What is being asked: Each entry needs to appear again, retyped exactly as it is below.

(Point-per-instance localization data)
- - - -
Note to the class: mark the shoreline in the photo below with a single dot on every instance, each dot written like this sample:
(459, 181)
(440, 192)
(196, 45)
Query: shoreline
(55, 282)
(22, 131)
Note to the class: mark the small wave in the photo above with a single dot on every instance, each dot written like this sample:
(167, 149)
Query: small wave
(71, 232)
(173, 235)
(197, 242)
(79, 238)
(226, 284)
- - - -
Result of this exercise:
Note to the class: mark the shoreline in the photo below with a single dot on every instance, each dot written like this sample:
(459, 181)
(440, 192)
(196, 45)
Query: shoreline
(55, 282)
(22, 131)
Note to the class: mark the small wave in the photo above with a single dot on every instance, each dot written like this sample:
(167, 149)
Query: small wave
(71, 232)
(173, 235)
(197, 242)
(79, 238)
(226, 284)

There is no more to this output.